Input for this task ->

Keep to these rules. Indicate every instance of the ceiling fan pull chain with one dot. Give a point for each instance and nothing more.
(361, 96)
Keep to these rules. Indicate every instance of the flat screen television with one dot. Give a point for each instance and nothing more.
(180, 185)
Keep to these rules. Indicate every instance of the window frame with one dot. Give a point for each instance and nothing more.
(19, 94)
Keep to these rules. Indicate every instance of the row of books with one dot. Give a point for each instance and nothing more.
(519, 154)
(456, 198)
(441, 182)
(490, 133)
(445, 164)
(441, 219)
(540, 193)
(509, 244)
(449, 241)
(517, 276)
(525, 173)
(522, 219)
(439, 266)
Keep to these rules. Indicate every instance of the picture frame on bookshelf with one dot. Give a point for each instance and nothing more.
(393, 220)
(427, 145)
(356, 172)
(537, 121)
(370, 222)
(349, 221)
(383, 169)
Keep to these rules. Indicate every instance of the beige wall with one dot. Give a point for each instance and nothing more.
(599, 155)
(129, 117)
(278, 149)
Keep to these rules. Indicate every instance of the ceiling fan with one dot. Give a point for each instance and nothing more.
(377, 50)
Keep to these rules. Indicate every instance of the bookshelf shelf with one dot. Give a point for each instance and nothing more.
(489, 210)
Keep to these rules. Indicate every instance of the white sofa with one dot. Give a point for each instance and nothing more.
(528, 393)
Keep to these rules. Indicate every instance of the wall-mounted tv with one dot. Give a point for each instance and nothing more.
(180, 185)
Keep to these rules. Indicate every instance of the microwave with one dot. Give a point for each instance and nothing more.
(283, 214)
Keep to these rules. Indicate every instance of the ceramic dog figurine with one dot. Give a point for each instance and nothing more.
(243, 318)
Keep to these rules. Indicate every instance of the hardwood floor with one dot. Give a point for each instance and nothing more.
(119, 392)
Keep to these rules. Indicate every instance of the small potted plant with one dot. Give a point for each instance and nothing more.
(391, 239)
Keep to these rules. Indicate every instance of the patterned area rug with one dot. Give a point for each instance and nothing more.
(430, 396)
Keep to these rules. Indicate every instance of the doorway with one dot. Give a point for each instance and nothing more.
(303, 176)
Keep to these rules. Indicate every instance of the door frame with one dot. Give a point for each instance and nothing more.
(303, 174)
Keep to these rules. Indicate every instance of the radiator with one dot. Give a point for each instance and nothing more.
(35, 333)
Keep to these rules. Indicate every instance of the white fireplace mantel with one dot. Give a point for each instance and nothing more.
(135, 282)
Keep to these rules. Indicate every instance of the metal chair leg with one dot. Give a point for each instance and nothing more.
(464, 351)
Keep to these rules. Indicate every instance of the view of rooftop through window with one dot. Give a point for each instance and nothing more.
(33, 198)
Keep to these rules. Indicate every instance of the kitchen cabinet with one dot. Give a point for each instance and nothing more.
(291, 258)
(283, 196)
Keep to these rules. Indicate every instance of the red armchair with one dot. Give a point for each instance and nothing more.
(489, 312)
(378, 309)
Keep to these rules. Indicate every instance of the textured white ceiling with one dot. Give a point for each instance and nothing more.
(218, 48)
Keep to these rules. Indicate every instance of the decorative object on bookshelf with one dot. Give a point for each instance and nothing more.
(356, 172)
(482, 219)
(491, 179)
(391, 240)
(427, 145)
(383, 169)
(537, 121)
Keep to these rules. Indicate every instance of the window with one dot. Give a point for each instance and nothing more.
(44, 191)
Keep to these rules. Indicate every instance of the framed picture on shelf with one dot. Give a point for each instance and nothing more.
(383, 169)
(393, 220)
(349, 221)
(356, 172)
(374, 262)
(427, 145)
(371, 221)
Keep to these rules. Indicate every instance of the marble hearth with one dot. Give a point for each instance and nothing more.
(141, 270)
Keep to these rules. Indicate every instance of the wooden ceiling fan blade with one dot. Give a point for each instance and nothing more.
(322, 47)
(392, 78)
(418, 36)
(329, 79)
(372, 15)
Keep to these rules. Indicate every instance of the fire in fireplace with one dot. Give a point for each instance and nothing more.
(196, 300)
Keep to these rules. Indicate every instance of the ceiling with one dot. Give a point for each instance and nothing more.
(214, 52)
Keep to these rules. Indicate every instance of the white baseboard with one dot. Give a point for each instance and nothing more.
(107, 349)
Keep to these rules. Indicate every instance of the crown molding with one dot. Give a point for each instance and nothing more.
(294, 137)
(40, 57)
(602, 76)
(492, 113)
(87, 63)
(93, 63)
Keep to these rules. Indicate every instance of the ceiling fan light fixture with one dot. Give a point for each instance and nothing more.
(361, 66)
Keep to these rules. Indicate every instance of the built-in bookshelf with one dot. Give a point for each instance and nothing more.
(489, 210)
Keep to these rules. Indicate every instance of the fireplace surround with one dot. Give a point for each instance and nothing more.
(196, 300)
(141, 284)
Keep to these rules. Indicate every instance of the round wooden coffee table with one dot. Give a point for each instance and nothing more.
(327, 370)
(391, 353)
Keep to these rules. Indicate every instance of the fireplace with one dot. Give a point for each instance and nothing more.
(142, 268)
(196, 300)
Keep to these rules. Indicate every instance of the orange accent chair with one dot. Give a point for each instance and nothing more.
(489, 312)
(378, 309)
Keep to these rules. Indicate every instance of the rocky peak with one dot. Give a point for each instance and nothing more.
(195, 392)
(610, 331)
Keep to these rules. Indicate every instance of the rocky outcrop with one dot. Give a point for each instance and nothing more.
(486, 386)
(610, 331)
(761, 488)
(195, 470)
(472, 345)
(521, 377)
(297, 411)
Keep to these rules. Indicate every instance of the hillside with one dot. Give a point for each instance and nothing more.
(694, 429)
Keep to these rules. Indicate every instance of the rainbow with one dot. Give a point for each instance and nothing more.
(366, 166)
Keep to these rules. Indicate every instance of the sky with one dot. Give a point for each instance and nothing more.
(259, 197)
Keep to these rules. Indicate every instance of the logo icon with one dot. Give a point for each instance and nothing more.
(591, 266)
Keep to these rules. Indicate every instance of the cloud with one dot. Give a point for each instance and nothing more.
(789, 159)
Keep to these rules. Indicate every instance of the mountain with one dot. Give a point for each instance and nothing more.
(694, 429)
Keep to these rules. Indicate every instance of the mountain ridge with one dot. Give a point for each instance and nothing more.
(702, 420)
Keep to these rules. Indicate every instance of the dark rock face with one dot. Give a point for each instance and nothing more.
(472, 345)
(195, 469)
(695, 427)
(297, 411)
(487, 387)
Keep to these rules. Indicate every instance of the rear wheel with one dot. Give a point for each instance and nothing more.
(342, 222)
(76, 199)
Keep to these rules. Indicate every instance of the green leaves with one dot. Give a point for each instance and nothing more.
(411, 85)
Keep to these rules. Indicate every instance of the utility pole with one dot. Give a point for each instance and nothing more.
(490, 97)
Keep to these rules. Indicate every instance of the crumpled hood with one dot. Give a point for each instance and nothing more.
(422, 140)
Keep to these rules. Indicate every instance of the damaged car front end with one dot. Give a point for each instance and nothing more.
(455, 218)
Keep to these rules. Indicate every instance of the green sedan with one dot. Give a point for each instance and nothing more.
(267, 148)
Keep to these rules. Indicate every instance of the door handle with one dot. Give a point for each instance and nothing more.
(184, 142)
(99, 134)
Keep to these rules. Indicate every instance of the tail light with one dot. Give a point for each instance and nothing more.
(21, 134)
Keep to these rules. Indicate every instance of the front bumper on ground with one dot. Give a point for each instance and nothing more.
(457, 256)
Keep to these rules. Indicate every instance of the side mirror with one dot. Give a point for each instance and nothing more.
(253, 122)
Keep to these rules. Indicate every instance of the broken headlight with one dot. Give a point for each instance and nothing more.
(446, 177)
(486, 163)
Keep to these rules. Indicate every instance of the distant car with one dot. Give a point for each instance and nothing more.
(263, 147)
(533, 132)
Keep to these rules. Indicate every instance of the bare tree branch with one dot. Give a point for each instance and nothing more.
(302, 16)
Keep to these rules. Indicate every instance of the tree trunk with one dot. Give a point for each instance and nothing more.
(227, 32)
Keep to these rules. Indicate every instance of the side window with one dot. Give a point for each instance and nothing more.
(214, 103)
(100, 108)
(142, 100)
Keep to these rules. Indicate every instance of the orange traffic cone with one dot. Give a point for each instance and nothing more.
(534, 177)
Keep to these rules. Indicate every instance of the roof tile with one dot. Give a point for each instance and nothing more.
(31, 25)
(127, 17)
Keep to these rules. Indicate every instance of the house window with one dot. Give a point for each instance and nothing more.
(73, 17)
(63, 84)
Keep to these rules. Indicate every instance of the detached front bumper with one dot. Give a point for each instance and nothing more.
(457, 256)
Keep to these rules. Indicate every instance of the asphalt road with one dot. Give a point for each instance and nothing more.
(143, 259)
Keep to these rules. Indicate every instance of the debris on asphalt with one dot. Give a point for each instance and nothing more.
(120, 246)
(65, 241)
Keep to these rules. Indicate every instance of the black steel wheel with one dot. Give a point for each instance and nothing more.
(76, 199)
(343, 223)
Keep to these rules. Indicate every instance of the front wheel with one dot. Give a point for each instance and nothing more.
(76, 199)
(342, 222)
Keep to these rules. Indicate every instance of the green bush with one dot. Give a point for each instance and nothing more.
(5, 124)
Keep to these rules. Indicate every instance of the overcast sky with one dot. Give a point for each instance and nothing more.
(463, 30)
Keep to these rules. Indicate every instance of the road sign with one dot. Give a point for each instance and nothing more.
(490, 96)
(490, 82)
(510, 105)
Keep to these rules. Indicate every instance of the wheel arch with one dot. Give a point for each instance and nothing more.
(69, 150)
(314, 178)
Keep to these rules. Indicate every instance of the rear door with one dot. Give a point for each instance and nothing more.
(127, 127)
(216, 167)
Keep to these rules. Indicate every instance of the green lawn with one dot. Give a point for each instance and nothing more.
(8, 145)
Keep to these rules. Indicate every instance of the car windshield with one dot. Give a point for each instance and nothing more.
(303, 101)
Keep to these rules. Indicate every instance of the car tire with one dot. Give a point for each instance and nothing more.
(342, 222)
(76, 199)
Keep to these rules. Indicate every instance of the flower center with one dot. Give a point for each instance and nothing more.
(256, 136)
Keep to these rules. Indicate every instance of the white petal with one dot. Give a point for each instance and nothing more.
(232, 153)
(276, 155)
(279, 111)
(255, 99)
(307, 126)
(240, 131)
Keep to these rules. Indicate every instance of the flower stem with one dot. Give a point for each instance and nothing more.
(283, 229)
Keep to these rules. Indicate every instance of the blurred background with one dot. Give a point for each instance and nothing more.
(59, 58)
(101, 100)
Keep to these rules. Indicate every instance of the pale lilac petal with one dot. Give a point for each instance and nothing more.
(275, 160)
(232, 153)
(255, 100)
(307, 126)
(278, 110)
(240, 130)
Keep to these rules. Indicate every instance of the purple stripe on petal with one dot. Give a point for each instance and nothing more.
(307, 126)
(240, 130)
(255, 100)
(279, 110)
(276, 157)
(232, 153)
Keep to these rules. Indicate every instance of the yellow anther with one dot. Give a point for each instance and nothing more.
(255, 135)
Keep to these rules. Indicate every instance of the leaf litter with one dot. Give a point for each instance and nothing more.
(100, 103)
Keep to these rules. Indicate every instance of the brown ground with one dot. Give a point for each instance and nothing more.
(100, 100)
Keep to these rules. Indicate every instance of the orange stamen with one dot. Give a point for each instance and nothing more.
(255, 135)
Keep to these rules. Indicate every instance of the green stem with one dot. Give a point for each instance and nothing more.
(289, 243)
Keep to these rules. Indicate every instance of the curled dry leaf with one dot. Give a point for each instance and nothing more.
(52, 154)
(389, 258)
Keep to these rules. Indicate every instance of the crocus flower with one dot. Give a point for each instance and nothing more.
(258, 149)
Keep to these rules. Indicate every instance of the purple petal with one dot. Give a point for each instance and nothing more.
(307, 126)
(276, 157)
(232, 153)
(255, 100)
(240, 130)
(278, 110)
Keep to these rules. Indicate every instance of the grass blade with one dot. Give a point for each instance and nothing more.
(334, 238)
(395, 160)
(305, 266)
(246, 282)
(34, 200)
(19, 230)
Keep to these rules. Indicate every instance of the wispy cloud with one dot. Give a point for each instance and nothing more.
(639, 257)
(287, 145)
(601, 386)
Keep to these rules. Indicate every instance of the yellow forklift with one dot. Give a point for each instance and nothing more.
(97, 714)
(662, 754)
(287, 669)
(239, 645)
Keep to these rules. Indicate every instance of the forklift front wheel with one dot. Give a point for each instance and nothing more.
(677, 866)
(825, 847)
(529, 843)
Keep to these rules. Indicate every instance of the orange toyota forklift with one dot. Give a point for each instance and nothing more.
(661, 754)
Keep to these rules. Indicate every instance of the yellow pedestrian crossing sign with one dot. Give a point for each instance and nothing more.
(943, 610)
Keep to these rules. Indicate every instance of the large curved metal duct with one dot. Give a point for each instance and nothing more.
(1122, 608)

Task brief -> The only output should be the lines from the one containing "the orange toyota" through the final line of the material above, copied exactly.

Answer box ->
Keep to these rules. Indicate every instance of the orange toyota forklift with one dot. Give a point for each instance and nothing more.
(661, 754)
Keep to these rules. Indicate every instance of the yellow pedestrian crossing sign with one dot. Give a point for each instance and nothing more.
(943, 610)
Keep to these rules. Indicate every instance of the large curved metal duct with one dot. Give a point for each instance and nothing more.
(1122, 608)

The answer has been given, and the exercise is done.